Record excerpts Start Marker

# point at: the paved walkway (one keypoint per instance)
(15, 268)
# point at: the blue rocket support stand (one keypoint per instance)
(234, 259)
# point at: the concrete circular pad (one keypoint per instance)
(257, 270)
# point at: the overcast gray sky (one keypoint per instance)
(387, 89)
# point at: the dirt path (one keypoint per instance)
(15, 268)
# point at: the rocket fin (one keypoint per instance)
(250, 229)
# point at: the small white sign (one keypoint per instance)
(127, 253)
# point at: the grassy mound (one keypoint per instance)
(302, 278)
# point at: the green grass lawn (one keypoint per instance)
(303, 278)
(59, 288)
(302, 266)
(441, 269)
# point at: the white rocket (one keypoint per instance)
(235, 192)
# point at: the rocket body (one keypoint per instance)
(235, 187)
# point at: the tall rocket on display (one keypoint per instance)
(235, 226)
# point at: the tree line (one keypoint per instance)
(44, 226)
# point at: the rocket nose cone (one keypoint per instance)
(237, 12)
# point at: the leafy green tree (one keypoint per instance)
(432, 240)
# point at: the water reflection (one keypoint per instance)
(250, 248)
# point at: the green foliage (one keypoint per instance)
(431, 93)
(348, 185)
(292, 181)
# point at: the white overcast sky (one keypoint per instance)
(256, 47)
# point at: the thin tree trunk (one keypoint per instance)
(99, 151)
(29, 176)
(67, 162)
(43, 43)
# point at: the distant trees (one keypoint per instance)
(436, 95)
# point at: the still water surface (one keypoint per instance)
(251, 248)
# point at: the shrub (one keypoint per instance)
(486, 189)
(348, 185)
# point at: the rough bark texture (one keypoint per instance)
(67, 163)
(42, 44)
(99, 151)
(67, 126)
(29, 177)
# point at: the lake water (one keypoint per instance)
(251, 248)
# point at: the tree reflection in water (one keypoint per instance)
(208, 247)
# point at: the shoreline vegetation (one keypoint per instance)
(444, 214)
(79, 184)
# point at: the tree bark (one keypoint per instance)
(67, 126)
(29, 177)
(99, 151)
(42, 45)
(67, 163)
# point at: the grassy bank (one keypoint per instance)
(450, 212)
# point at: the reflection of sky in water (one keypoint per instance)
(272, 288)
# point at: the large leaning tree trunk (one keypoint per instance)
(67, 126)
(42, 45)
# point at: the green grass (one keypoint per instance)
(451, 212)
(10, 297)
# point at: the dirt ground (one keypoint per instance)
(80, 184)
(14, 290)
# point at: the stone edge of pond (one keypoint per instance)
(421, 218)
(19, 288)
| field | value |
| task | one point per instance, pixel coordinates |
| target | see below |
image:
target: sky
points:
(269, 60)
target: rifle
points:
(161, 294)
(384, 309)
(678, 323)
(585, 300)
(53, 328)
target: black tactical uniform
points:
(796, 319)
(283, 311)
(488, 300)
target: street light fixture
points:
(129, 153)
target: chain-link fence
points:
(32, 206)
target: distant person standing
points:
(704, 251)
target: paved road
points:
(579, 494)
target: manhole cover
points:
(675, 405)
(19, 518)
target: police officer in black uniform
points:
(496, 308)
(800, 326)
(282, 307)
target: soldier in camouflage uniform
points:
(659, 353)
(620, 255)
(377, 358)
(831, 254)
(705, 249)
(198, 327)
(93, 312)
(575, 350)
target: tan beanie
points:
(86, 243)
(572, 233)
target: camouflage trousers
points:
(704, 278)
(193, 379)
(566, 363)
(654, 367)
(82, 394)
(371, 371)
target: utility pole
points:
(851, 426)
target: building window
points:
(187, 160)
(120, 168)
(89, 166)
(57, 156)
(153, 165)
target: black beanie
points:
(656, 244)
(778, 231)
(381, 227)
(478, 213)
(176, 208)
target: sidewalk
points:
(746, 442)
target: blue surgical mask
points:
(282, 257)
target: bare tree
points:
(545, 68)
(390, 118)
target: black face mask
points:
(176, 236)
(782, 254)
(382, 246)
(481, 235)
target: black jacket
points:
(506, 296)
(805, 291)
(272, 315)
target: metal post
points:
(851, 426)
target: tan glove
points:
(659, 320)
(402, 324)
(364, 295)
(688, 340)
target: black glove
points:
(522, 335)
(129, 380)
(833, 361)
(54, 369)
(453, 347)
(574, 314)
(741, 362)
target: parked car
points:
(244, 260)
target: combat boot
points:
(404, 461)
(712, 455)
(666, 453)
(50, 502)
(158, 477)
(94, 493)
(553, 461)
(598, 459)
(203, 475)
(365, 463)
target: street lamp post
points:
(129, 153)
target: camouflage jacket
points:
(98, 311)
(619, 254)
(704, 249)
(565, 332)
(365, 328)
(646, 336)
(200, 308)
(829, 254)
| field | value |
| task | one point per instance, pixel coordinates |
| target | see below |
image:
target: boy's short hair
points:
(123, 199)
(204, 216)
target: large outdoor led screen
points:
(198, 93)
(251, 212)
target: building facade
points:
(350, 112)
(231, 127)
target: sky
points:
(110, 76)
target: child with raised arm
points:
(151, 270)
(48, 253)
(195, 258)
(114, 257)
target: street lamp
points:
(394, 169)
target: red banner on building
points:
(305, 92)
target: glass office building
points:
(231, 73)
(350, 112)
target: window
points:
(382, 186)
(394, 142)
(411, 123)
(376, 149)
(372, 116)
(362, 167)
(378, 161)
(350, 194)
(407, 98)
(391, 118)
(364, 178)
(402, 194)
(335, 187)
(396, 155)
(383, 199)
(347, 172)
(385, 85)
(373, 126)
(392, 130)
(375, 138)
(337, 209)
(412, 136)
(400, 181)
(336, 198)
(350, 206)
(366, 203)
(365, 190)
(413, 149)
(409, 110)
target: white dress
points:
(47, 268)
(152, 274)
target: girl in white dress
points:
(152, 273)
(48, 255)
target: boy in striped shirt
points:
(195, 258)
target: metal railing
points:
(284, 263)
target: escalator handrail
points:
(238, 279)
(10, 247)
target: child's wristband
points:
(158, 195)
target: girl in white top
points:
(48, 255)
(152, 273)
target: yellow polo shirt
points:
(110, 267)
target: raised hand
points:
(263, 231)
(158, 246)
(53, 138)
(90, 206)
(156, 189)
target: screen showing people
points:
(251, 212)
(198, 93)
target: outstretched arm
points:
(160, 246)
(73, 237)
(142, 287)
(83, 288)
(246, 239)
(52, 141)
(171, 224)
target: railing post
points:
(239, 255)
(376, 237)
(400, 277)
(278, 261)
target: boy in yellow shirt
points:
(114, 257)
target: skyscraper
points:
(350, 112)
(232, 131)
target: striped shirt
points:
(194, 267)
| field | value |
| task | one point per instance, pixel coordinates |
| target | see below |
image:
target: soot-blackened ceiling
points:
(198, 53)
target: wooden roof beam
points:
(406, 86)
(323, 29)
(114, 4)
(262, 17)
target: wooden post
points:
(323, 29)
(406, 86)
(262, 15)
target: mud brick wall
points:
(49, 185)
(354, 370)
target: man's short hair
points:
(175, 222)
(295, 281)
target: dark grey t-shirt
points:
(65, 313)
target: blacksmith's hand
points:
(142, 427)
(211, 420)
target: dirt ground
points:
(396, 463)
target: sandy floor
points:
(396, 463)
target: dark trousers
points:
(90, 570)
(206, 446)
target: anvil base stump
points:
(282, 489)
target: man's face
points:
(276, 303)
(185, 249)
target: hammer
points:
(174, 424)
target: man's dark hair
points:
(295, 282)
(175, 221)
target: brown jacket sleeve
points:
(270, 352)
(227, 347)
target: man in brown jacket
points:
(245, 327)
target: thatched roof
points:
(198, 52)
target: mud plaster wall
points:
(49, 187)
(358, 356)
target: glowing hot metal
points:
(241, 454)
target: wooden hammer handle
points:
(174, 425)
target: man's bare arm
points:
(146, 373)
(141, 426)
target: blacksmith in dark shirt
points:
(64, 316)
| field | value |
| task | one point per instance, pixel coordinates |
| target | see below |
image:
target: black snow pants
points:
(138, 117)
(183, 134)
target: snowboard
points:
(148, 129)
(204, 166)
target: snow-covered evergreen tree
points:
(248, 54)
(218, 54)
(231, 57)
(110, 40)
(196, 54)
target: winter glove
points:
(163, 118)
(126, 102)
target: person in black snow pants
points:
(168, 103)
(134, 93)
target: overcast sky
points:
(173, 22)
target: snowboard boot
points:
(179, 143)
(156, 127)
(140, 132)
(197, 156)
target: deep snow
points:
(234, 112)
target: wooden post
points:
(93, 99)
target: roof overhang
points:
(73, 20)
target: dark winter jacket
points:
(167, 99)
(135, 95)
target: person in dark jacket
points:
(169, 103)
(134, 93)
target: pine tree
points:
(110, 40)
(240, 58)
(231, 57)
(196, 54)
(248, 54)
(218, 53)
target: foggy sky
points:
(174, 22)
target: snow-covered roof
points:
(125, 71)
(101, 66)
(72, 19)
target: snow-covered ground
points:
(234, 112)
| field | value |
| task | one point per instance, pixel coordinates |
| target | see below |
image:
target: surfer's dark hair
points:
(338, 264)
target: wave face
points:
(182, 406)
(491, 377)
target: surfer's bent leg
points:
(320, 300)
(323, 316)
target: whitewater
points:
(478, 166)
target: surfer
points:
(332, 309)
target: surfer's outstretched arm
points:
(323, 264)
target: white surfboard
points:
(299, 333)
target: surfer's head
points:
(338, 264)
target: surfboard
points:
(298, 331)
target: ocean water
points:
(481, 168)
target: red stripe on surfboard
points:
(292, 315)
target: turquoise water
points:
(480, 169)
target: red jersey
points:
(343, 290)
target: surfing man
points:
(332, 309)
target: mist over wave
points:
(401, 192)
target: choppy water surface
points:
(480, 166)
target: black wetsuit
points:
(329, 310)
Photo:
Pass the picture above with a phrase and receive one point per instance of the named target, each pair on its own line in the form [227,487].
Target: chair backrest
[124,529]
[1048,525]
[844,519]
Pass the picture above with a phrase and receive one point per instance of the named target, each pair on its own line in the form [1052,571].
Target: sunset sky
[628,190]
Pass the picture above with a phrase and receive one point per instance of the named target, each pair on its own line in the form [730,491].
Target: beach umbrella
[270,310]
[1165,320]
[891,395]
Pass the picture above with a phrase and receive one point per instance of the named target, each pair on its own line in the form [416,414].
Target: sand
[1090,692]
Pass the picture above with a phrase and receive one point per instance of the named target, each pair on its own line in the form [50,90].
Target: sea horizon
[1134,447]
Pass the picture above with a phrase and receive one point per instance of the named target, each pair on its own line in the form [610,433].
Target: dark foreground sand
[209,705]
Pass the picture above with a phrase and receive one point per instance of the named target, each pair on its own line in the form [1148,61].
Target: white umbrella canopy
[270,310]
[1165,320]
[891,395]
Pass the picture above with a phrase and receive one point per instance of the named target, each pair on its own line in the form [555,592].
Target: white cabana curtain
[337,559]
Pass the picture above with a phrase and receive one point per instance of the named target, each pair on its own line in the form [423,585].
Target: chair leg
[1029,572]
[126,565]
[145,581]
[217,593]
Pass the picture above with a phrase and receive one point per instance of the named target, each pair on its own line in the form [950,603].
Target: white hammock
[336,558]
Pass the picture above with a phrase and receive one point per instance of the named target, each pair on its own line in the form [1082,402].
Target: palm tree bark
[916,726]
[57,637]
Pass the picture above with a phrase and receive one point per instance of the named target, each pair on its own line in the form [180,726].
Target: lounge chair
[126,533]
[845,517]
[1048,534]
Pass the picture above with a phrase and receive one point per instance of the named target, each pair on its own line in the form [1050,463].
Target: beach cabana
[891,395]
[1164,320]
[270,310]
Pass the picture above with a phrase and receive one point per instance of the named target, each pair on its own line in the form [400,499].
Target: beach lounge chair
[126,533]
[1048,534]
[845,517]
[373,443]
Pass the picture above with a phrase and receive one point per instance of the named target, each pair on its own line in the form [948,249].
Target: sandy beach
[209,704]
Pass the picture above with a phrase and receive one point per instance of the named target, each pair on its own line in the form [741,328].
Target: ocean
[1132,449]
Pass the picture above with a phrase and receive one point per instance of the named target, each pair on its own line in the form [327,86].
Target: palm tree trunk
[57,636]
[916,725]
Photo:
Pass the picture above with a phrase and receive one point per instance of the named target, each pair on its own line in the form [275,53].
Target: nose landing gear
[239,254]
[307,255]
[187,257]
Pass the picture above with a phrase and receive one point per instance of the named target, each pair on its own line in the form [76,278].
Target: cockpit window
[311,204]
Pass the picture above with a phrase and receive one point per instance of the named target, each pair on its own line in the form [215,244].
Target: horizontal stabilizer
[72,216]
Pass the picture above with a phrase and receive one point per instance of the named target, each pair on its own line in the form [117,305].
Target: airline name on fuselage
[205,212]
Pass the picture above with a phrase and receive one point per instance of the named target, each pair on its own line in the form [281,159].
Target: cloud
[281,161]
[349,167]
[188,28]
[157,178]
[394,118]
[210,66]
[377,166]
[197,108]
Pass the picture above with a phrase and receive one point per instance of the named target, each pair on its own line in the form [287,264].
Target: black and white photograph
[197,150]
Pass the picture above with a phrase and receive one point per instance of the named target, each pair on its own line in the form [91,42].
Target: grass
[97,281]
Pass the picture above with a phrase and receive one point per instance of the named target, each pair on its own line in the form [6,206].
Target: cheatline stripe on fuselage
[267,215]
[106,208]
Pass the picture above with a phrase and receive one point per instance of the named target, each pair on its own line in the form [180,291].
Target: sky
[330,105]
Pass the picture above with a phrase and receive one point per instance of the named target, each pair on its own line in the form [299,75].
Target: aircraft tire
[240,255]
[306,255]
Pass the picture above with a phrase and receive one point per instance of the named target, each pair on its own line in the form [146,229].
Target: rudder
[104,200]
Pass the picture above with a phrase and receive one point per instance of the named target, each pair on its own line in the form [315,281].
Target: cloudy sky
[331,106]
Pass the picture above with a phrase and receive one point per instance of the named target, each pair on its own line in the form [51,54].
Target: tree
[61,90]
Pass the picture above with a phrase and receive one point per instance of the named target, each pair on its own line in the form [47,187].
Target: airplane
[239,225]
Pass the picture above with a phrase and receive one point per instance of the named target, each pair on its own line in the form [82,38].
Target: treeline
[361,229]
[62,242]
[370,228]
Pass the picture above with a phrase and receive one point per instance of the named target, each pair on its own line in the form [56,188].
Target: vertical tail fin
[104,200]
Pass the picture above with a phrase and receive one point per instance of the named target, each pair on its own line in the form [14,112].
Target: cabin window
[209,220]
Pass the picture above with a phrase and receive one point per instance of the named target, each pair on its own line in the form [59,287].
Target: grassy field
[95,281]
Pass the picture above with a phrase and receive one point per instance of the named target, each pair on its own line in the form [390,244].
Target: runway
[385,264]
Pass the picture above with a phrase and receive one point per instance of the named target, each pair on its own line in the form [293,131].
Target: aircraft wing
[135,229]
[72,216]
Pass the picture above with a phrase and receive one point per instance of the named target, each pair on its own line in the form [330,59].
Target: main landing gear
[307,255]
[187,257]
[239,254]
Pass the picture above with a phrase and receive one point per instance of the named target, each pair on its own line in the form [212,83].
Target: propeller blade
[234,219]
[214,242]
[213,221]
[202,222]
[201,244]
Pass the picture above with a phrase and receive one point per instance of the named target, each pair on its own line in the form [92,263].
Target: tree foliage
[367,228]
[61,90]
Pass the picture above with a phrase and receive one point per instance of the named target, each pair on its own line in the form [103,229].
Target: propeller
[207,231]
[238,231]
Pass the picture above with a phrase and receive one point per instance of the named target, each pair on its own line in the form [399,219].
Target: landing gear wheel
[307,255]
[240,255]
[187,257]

Record excerpts End Marker

Exercise brief – Find each line in the data above with the word "covered", then copy it.

Response to the exercise –
target: snow-covered evergreen tree
target: snow-covered roof
target: snow-covered ground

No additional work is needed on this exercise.